▸ **Given problem**:
Rewrite every line of the entries below as a JSON list of strings, one string per line, and omit any blank lines.

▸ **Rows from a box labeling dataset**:
/---
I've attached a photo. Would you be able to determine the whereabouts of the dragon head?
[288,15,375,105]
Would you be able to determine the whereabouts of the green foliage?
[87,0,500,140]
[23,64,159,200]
\---
▸ **Final result**:
[
  "I've attached a photo. Would you be able to determine the whereabouts of the dragon head?",
  "[288,15,375,105]",
  "Would you be able to determine the whereabouts of the green foliage?",
  "[87,0,500,140]",
  "[23,64,159,200]"
]